- [Objective]: Filter the items below and copy every line that contains the word "grass".

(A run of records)
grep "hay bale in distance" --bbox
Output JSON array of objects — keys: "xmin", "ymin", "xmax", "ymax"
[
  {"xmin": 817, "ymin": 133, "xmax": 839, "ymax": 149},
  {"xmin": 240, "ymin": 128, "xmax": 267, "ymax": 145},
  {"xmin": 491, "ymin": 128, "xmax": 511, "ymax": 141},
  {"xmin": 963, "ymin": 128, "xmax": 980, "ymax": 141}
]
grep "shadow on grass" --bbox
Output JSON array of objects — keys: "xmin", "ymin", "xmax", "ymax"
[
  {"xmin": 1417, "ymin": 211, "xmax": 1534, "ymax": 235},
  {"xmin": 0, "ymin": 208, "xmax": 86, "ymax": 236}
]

==

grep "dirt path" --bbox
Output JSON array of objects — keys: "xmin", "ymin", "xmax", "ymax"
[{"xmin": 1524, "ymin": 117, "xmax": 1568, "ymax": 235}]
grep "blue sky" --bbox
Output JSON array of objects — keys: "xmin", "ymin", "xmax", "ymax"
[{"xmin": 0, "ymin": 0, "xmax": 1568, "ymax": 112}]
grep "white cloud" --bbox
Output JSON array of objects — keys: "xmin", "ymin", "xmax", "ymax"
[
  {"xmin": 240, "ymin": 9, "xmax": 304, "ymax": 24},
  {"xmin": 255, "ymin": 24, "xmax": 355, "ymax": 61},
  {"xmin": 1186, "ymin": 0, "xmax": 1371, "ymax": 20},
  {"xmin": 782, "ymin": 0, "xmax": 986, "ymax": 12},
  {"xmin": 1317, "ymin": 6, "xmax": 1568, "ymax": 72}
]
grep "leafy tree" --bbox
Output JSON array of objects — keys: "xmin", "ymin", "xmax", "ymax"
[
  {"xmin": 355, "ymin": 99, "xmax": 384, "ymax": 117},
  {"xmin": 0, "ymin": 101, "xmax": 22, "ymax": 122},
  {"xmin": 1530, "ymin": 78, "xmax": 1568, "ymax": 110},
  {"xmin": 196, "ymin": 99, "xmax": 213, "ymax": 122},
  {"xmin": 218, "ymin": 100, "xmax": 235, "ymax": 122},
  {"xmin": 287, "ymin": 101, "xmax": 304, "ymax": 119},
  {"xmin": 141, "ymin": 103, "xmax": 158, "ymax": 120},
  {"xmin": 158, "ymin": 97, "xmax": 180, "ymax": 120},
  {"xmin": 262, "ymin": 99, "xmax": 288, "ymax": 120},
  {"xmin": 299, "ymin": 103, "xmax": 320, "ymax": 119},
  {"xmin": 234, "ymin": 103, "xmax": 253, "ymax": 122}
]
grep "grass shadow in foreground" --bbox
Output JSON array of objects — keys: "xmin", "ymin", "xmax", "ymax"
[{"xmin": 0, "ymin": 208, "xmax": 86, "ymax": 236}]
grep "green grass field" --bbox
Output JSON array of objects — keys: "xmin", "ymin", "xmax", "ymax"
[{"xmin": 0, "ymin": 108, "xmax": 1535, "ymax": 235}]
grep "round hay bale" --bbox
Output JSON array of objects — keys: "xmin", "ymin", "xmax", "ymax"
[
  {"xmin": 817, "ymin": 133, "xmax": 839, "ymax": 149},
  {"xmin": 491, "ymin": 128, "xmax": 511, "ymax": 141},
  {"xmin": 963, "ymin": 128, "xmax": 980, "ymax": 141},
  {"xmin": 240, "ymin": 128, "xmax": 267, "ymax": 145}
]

- [Task response]:
grep "shadow on grass" --bbox
grep "grass shadow in foreground" --bbox
grep "green grass field" --bbox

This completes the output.